**Task goal:** Exactly how many lines in the entries contain "wall"? Give that number alone.

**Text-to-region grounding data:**
⁂
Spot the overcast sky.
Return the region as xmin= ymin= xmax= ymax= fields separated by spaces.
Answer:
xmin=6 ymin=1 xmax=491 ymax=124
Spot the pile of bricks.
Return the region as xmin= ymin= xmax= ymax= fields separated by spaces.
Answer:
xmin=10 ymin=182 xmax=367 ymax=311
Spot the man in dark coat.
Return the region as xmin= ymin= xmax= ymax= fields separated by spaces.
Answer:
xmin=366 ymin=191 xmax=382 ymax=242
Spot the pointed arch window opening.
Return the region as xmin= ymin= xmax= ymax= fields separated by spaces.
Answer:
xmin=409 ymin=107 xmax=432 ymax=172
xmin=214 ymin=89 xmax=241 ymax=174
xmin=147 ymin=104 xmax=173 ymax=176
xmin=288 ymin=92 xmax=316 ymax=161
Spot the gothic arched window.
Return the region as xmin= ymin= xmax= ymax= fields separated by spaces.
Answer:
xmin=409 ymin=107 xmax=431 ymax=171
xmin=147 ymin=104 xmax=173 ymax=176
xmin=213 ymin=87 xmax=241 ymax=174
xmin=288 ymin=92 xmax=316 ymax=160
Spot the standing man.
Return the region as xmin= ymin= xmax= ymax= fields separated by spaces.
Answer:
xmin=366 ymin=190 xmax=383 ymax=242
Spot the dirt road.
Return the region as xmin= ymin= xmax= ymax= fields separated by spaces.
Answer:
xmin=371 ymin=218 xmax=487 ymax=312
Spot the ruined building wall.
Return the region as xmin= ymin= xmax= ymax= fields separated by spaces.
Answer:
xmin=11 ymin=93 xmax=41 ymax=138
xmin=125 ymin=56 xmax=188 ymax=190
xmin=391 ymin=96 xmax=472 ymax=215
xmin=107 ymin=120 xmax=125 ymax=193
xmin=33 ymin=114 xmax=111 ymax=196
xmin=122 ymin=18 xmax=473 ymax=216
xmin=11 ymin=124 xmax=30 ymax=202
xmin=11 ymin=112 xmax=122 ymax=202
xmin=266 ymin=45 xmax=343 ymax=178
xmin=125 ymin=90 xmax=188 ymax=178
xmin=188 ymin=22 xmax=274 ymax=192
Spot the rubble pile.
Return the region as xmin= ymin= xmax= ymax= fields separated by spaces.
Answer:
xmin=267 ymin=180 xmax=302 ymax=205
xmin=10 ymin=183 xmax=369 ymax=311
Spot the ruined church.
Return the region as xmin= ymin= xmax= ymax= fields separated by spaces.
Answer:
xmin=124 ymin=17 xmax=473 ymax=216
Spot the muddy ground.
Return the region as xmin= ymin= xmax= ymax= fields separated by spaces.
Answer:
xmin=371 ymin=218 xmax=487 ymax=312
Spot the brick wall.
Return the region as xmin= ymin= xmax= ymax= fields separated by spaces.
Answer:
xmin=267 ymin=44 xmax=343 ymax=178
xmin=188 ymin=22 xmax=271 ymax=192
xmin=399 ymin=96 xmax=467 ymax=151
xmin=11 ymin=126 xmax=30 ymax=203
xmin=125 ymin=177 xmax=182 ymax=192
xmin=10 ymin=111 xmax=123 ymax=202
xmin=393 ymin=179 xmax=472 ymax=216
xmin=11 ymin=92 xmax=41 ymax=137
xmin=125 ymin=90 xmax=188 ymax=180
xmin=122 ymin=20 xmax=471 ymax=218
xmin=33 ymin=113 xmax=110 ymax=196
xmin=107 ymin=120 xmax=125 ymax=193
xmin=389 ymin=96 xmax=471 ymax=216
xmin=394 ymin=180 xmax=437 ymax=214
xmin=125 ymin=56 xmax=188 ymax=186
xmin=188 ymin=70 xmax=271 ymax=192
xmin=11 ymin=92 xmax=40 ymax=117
⁂
**Expected answer:** 2